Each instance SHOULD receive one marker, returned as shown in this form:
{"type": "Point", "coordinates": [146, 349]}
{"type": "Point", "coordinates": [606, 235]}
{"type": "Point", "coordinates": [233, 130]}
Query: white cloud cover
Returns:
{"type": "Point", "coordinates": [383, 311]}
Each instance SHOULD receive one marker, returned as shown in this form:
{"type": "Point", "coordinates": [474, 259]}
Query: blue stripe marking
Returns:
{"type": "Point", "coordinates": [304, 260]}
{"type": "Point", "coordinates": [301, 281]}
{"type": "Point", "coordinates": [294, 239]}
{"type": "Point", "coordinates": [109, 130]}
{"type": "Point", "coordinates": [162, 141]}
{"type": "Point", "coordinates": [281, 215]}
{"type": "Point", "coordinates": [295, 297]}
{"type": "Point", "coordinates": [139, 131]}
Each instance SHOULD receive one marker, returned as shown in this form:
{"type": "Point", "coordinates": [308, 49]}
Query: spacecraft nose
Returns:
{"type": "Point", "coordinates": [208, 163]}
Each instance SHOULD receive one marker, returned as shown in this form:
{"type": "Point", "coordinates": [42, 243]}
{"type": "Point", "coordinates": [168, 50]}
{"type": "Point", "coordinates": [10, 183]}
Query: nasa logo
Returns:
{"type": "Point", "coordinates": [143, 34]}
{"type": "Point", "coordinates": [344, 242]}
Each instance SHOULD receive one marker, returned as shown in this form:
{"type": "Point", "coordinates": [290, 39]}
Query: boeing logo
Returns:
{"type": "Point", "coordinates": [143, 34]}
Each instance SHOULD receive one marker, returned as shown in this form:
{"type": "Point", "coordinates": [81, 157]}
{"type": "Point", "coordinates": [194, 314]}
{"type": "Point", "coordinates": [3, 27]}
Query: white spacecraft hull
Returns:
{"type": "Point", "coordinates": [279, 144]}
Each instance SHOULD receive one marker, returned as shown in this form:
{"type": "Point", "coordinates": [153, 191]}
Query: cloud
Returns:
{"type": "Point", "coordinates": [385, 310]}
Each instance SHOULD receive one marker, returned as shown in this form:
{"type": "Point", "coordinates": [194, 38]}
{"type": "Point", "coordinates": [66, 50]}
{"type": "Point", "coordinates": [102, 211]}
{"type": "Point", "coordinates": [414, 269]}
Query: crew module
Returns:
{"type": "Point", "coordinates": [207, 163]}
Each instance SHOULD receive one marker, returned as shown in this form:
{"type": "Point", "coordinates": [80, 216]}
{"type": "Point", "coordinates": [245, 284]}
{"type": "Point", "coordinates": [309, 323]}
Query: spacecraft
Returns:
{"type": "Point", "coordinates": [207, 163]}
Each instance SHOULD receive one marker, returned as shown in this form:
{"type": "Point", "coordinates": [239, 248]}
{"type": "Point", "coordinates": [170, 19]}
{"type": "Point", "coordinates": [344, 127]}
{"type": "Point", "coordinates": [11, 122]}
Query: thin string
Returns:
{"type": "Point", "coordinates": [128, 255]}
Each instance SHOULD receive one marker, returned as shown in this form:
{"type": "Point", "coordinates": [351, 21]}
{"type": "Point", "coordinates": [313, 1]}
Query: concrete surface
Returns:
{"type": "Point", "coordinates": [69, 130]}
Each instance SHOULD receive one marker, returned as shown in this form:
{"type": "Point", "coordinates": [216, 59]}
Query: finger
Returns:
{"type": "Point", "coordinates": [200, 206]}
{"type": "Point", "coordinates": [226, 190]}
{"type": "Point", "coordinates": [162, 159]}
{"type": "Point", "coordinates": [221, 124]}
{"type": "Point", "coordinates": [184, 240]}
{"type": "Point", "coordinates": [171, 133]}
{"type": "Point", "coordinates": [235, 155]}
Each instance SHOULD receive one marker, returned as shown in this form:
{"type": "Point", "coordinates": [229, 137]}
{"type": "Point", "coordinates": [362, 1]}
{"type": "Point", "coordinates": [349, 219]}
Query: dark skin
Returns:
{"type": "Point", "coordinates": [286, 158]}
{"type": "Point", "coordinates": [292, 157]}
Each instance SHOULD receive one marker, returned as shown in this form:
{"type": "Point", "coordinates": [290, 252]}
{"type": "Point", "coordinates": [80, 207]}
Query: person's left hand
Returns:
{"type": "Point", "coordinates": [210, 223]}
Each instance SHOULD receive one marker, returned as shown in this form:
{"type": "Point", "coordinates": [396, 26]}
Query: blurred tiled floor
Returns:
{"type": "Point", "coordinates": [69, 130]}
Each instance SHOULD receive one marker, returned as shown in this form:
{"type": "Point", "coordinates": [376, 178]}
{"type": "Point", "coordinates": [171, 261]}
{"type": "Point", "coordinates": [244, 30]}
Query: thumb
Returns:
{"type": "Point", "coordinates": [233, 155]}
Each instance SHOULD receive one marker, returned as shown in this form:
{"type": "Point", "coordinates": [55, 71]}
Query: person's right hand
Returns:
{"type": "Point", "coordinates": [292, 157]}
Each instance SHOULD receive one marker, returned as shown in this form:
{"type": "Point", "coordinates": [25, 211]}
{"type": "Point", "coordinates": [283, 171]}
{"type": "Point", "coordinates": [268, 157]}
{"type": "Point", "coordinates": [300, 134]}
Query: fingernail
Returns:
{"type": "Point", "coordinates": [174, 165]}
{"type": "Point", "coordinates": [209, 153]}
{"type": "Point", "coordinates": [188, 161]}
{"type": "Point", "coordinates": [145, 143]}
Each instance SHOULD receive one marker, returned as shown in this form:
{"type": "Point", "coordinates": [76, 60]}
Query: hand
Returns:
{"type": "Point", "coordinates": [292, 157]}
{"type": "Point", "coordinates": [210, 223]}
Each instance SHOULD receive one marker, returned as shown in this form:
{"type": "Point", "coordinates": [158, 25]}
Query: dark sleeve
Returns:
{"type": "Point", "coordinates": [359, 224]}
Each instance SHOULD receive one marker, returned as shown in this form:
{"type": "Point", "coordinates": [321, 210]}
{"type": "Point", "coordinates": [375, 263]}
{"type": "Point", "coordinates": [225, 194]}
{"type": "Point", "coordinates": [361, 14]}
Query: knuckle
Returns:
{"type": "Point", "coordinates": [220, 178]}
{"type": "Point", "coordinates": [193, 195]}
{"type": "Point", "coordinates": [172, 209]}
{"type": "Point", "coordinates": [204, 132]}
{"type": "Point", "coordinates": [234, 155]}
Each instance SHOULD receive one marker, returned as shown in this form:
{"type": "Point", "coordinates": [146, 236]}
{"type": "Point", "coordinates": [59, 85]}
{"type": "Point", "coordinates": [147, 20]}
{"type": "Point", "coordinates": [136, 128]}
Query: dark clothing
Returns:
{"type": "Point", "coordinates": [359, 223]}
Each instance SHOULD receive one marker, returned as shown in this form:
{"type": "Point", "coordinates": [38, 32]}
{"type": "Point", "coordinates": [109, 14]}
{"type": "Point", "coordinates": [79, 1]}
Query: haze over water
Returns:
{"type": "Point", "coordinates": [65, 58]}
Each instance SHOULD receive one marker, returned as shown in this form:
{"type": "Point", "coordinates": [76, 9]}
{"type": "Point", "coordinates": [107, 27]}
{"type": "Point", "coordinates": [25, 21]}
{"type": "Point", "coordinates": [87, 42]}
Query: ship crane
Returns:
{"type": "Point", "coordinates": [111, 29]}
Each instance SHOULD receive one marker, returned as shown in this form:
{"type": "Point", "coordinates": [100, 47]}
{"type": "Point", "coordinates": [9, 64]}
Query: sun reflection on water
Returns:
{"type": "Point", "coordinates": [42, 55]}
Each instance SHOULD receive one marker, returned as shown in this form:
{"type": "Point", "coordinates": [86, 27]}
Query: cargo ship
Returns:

(Exercise description): Pull out every line of the material above that contains the string "cloud", copying each one whole. Treat uppercase and lowercase as different.

(Solution to the exercise):
Query: white cloud cover
Query: cloud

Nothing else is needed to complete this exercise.